— start Supplied information —

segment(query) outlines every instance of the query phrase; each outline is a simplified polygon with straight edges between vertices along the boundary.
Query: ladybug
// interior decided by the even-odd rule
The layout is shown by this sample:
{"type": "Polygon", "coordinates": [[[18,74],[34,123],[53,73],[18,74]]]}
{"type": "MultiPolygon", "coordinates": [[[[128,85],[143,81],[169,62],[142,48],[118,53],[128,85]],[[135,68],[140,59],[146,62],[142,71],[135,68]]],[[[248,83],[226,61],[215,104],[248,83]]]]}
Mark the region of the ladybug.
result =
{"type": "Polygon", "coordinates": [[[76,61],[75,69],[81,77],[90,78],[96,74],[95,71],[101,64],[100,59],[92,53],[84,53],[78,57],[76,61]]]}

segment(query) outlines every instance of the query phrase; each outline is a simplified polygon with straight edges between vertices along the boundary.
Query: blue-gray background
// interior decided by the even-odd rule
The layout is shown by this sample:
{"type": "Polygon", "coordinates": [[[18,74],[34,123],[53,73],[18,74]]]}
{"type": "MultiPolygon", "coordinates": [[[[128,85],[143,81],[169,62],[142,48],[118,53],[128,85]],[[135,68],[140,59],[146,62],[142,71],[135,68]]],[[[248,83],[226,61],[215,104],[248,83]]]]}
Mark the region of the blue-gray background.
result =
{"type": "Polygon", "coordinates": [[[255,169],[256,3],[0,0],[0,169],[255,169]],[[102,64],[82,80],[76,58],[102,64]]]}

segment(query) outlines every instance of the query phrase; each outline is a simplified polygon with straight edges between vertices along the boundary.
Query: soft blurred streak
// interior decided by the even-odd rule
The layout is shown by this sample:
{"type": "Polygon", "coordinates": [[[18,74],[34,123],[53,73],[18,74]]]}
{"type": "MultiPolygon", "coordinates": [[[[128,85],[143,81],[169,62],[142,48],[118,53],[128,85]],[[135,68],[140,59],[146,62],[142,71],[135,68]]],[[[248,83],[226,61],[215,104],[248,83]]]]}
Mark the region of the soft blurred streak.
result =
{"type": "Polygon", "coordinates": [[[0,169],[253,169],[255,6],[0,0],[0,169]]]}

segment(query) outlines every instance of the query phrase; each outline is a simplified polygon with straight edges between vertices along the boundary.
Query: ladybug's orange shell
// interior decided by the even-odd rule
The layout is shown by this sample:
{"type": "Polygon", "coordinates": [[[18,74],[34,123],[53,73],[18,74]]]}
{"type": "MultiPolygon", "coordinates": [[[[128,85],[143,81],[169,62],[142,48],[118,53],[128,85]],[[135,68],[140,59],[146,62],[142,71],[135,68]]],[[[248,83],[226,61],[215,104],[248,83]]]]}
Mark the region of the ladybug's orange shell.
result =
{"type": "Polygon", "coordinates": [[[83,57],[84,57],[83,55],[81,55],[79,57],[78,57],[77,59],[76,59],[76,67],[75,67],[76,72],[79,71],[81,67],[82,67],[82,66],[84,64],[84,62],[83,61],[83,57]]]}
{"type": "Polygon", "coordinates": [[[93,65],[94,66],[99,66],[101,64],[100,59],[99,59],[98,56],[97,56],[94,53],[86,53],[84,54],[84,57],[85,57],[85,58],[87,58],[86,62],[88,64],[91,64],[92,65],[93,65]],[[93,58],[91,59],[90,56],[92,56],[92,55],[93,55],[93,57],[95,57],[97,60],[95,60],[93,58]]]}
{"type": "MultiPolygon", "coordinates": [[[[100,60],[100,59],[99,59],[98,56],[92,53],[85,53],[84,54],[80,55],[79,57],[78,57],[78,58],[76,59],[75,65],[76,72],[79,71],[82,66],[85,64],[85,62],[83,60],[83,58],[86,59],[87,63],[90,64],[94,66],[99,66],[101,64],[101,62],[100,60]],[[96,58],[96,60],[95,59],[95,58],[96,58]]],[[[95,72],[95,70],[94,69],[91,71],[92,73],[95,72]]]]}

— end Supplied information —

Your goal: Using the data above, reproduce every line exactly.

Answer below:
segment(query) outlines every instance of the query phrase; each outline is a simplified polygon with straight edges between vertices along the boundary.
Query: ladybug
// interior decided by the even-odd rule
The layout is shown by this sample:
{"type": "Polygon", "coordinates": [[[18,74],[34,123],[53,73],[18,74]]]}
{"type": "MultiPolygon", "coordinates": [[[[128,85],[143,81],[169,62],[142,48],[118,53],[128,85]],[[135,68],[140,59],[146,62],[142,71],[135,68]]],[[[248,83],[226,61],[215,104],[248,83]]]]}
Mark the region of the ladybug.
result =
{"type": "Polygon", "coordinates": [[[76,61],[75,69],[81,77],[90,78],[96,74],[95,71],[101,64],[100,59],[92,53],[84,53],[78,57],[76,61]]]}

segment(query) outlines every instance of the query phrase; each outline is a simplified polygon with straight edges between vertices along the boundary.
Query: blue-gray background
// interior decided by the even-odd rule
The layout is shown by this sample:
{"type": "Polygon", "coordinates": [[[18,74],[34,123],[53,73],[18,74]]]}
{"type": "MultiPolygon", "coordinates": [[[[128,85],[143,81],[169,62],[142,48],[118,53],[128,85]],[[135,68],[140,59],[146,62],[142,71],[135,68]]],[[[248,83],[226,61],[215,104],[248,83]]]]}
Mark the region of the blue-gray background.
result =
{"type": "Polygon", "coordinates": [[[255,169],[256,3],[0,0],[0,169],[255,169]],[[102,64],[82,80],[76,58],[102,64]]]}

segment(query) outlines every instance of the query phrase; each outline is a simplified polygon with straight edges between vertices along the boundary.
Query: soft blurred streak
// interior decided by the even-odd rule
The layout is shown by this sample:
{"type": "Polygon", "coordinates": [[[18,74],[34,123],[53,73],[18,74]]]}
{"type": "MultiPolygon", "coordinates": [[[[128,85],[143,81],[169,62],[142,48],[118,53],[128,85]],[[135,68],[140,59],[146,62],[142,71],[135,68]]],[[[248,83],[226,61],[215,104],[248,83]]]]}
Mark the region of the soft blurred streak.
result =
{"type": "Polygon", "coordinates": [[[0,169],[253,169],[255,6],[0,0],[0,169]]]}

segment(query) outlines every instance of the query phrase; each outline is a simplified polygon with straight edges between vertices along the boundary.
Query: ladybug's orange shell
// interior decided by the even-odd rule
The layout is shown by this sample:
{"type": "Polygon", "coordinates": [[[18,74],[34,123],[53,73],[18,74]]]}
{"type": "MultiPolygon", "coordinates": [[[[128,85],[143,81],[169,62],[142,48],[118,53],[128,85]],[[135,68],[140,59],[146,62],[142,71],[135,68]]],[[[248,83],[226,61],[215,104],[248,83]]]]}
Mark the region of the ladybug's orange shell.
result =
{"type": "Polygon", "coordinates": [[[83,57],[84,57],[83,55],[81,55],[79,57],[78,57],[77,59],[76,59],[76,67],[75,67],[76,72],[79,71],[81,67],[82,67],[82,66],[84,64],[84,62],[83,61],[83,57]]]}
{"type": "Polygon", "coordinates": [[[93,65],[94,66],[99,66],[101,64],[100,59],[99,59],[98,56],[97,56],[94,53],[86,53],[84,54],[84,57],[85,57],[85,58],[87,58],[86,62],[88,64],[91,64],[92,65],[93,65]],[[93,58],[91,59],[90,56],[92,56],[92,55],[93,55],[93,57],[95,57],[97,60],[95,60],[93,58]]]}
{"type": "MultiPolygon", "coordinates": [[[[100,60],[100,59],[99,59],[98,56],[92,53],[85,53],[84,54],[80,55],[79,57],[78,57],[78,58],[76,59],[75,65],[76,72],[79,71],[82,66],[85,64],[85,62],[83,60],[83,58],[86,59],[87,63],[90,64],[94,66],[99,66],[101,64],[101,62],[100,60]],[[96,58],[96,60],[95,59],[95,58],[96,58]]],[[[95,72],[95,70],[94,69],[91,71],[92,73],[95,72]]]]}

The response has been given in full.